Referring expression pointing data
■ ■ ■

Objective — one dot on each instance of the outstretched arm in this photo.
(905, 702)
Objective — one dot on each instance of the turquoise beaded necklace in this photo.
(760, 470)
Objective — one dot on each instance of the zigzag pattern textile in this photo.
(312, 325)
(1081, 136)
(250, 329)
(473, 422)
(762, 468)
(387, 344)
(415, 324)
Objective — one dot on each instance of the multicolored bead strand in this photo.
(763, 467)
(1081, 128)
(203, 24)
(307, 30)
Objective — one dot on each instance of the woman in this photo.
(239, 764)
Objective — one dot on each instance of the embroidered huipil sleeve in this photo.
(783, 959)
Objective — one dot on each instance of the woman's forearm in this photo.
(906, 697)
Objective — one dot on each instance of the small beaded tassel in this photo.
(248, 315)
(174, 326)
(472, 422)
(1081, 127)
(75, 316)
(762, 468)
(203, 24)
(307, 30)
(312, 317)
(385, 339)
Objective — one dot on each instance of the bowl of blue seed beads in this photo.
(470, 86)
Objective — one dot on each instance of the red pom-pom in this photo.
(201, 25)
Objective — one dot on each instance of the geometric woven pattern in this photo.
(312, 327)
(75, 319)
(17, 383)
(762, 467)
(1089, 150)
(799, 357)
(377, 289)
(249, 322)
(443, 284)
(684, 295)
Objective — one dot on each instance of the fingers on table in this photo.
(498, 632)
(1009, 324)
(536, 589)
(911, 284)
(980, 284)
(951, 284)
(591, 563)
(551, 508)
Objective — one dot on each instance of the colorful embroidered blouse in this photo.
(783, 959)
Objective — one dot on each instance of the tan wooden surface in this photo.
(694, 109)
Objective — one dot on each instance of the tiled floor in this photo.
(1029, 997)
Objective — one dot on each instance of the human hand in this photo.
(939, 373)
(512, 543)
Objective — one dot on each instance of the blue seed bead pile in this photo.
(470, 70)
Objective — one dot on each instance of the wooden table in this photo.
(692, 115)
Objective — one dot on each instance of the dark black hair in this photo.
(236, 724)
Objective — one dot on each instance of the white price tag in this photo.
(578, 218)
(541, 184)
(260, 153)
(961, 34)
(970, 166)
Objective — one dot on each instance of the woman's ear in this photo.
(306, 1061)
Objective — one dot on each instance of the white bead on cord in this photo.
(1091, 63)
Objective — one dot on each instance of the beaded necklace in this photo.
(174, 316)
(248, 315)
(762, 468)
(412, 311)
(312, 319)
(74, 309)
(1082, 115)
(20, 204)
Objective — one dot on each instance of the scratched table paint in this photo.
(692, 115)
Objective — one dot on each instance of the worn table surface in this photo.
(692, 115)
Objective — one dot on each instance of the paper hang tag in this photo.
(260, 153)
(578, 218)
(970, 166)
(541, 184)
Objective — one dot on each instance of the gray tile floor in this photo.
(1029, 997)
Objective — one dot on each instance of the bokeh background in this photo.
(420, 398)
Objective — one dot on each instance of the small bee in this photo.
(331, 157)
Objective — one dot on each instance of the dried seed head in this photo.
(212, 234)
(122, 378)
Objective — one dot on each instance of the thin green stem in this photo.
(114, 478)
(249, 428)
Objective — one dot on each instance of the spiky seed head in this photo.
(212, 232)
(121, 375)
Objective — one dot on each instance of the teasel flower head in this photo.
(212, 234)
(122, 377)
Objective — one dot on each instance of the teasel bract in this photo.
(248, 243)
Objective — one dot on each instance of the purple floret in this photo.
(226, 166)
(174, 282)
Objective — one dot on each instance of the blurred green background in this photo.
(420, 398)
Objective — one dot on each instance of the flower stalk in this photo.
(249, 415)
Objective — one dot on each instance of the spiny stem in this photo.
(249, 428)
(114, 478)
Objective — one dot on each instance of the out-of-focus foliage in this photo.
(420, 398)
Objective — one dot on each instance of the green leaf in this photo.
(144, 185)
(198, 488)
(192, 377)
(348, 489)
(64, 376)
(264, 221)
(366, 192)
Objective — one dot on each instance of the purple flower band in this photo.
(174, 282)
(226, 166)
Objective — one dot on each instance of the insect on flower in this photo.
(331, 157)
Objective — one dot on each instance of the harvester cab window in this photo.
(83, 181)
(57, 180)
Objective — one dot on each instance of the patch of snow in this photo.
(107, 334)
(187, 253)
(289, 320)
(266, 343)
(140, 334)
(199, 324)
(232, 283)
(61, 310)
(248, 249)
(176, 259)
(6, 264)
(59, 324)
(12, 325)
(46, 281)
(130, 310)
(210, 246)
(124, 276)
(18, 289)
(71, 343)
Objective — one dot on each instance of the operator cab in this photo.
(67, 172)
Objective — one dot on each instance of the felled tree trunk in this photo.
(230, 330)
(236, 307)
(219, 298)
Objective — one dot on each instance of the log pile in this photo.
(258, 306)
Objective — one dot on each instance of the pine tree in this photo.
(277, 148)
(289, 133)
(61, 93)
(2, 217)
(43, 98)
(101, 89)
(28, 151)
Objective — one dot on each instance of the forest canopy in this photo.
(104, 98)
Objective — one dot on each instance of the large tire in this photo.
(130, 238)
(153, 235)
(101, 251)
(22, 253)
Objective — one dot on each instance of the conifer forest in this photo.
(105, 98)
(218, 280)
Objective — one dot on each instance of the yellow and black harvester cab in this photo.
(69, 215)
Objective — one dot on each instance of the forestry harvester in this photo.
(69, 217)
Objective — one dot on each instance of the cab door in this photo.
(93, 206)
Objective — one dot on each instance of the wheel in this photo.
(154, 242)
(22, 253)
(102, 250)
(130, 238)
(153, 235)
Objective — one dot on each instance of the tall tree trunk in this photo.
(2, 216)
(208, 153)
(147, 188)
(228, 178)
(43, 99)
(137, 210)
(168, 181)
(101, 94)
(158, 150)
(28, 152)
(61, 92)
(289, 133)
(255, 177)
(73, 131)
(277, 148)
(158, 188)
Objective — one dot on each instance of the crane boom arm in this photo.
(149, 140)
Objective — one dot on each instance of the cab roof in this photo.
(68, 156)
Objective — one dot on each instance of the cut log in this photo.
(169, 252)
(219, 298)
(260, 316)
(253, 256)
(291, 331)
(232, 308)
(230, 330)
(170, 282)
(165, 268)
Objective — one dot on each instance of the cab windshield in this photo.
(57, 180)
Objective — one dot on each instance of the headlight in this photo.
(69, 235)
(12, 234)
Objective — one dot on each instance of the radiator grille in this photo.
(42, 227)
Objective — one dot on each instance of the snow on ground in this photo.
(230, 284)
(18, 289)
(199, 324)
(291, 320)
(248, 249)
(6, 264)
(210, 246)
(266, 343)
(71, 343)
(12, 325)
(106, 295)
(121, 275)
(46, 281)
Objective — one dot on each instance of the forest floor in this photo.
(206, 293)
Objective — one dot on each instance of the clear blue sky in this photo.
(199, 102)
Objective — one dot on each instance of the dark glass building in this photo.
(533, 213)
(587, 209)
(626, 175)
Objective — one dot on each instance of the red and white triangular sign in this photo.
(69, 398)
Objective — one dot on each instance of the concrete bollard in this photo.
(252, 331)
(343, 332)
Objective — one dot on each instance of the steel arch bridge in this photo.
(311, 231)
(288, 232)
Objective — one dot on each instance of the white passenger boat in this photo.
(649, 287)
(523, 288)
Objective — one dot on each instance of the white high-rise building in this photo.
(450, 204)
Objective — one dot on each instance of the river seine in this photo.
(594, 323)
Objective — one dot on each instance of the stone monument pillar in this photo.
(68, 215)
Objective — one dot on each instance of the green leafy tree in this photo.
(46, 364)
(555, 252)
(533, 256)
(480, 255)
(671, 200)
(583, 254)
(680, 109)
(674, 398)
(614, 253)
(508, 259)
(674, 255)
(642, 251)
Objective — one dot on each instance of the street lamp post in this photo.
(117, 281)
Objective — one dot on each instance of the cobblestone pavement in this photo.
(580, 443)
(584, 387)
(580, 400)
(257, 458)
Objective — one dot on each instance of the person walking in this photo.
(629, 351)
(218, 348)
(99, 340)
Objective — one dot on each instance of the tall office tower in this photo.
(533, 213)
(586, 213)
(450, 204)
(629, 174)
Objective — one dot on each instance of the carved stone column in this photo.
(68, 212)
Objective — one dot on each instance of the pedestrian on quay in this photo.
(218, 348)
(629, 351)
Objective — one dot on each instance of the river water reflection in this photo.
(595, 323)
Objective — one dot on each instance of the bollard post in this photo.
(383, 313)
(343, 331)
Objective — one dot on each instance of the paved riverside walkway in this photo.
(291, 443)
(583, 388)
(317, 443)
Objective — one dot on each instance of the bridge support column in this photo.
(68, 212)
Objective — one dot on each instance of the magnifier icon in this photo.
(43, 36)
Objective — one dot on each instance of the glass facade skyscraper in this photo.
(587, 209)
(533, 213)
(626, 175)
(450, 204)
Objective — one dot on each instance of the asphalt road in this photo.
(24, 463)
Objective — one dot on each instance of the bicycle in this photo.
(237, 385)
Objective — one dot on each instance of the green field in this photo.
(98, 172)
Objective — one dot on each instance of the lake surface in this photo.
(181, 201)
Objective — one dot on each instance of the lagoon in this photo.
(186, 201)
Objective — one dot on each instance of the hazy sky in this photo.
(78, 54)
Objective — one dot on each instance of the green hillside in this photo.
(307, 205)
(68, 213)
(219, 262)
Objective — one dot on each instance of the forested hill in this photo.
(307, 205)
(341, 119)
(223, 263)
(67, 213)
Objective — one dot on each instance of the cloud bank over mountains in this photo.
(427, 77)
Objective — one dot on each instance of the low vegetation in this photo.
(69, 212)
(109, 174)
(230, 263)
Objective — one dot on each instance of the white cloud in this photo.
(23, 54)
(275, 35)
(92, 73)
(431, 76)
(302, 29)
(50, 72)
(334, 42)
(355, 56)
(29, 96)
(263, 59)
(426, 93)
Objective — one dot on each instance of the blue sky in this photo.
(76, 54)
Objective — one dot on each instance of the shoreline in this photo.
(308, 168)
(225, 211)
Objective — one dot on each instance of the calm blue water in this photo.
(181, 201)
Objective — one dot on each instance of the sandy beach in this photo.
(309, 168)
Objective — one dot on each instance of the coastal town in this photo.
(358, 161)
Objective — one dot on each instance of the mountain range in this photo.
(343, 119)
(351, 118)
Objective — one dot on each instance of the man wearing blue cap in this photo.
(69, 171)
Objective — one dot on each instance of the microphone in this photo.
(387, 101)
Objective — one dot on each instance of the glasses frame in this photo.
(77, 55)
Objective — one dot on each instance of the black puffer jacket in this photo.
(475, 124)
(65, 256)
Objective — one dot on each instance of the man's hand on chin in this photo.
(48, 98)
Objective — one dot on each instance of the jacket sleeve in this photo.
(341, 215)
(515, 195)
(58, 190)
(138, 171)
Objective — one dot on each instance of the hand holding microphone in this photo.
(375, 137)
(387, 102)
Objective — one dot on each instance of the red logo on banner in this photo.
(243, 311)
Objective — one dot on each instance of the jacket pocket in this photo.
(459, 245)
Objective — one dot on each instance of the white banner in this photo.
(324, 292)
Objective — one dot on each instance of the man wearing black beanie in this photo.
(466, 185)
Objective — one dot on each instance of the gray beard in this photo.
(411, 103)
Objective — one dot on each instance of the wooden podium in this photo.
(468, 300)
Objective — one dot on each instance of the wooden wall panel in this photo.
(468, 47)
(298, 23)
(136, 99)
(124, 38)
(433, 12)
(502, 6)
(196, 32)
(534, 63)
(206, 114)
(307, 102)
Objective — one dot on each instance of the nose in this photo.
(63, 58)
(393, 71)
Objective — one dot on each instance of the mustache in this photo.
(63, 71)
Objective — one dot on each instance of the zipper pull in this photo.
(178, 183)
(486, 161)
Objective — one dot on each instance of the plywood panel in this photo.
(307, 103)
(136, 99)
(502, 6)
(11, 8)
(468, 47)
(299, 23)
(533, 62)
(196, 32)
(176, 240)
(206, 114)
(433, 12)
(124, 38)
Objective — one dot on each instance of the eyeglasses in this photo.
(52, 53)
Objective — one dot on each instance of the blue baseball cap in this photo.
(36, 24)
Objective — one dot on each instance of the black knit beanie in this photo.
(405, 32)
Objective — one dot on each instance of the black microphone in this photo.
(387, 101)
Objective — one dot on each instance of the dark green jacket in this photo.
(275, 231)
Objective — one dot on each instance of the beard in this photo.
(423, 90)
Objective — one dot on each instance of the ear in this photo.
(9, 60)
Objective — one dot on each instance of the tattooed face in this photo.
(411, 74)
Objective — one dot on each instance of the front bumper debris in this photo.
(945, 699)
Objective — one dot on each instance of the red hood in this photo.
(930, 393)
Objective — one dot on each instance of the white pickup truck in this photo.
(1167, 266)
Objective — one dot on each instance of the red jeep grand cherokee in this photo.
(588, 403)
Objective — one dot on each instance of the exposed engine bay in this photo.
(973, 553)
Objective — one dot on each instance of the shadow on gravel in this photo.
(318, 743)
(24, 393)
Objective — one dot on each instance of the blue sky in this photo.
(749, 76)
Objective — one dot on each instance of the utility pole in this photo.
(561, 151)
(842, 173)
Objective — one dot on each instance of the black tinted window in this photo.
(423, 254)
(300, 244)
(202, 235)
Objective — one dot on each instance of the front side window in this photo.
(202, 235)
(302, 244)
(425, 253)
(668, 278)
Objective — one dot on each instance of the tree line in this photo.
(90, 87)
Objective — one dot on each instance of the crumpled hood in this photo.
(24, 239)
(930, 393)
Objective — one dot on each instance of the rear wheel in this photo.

■ ■ ■

How to complete this task
In the records above, return precisely the line containing "Objective — one dot on each instance of the front bumper" and each line that comes after it, up to the final one.

Output for this exercise
Objective — one dot on each instance of the front bumper debris in this photo.
(945, 699)
Objective — one dot on each instance of the red hood in this photo.
(930, 393)
Objective — one dot on each instance of the white pickup truck in this photo.
(1167, 266)
Objective — one dot on each instance of the red jeep grand cherokee in this photo.
(588, 403)
Objective — one dot on each instance of the exposed engine bay in this photo.
(973, 553)
Objective — one dot on each instance of the shadow on gravel in this photo.
(318, 743)
(24, 393)
Objective — one dot on each instance of the blue sky in this photo.
(749, 76)
Objective — one dot on each instance of the utility pole in this photo.
(561, 151)
(842, 173)
Objective — one dot on each instance of the black tinted window in this photo.
(423, 254)
(300, 244)
(202, 235)
Objective — one dot on each instance of the front side window in this photo.
(202, 235)
(302, 244)
(425, 253)
(668, 278)
Objective — one dot on each instance of the tree line in this photo.
(90, 87)
Objective — one dot on each instance of the crumpled hood in this photo.
(24, 239)
(930, 393)
Objective — one dot on each instance of the rear wheel in this photo.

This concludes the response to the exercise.